“You and I–my fellow citizens–need to be strong in our faith that all nations, under God, will reach the goal of peace with justice.”
–Dwight D. Eisenhower, from his Farewell Address, 17 January 1961
Our holidays all mark something aspirational–or at least they should, until they are commodified. Some are more joyous, some more reflective.
Now comes the International Day of Peace, 21 September.
The UN declared this day by unanimous resolution in 1981. Over the years, some have striven to make it more than a nod to a nice idea.
Few are perfectly peaceful people. The vast majority of us are generally peaceful for much of the time most days.
The idea of the International Day of Peace isn’t so much about perfection, but rather about reminding ourselves that peace is a mighty and worthy goal.
In the US, thousands of events, vigils, dances, trainings, religious services, protests, kids’ celebrations, and much more will be part of Campaign Nonviolence Action Days, beginning on the International Day of Peace and concluding on the International Day of Nonviolence, so September 21-October 2.
The UN resolution declaring October 2 the International Day of Nonviolence was adopted in 2007 and marks the birth of Mohandas K. Gandhi (1869-1948). While Gandhi was far from the first person to practice nonviolence, he pioneered the strategic use of mass liberatory nonviolent action to change policies–whether corporate, public, or institutional.
So the Campaign Nonviolence Action Days are a dozen days of focus on deeper understanding of the roots of a peaceful approach to everything from parenting to teaching to community relationships to peace with the earth and much more. Coördinator Rivera Sun, nonviolence trainer and author of novels that open vistas of human possibilities to transform conflict, notes that these Action Days have been building every year for the past decade.

(To be done):
From the essay on the International Day of Peace, list every area of life that the Campaign Nonviolence Action Days are said to examine through a peaceful approach. The lines that come next have no connection to the essay above.

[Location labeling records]
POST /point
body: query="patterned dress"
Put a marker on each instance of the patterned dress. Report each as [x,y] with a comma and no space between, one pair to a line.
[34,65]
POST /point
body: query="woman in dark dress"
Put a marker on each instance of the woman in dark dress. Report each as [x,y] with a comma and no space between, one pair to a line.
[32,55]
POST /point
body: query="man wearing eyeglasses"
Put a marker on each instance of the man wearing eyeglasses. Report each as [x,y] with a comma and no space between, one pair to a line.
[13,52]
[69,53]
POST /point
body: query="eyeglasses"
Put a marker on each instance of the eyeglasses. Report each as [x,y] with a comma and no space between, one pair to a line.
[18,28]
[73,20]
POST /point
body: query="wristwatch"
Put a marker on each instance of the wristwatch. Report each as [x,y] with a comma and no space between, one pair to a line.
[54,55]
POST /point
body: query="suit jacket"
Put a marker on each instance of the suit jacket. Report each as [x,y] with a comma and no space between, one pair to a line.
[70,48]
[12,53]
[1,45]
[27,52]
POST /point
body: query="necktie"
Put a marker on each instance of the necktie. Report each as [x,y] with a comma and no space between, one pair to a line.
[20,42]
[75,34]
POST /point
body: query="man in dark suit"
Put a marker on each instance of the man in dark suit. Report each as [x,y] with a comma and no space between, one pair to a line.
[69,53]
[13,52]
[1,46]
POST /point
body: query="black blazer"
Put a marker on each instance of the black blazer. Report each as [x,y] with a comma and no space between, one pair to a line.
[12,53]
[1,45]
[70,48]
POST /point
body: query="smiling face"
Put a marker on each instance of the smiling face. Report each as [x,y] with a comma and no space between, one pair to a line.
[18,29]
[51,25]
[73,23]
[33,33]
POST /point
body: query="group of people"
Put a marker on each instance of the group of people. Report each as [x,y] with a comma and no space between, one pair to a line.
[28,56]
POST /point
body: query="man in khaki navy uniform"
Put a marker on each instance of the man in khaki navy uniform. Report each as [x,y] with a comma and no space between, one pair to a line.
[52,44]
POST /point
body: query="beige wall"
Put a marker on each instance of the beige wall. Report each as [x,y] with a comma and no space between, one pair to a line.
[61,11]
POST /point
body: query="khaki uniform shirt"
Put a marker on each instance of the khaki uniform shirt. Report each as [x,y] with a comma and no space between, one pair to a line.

(Complete output):
- Parenting
- Teaching
- Community relationships
- Peace with the earth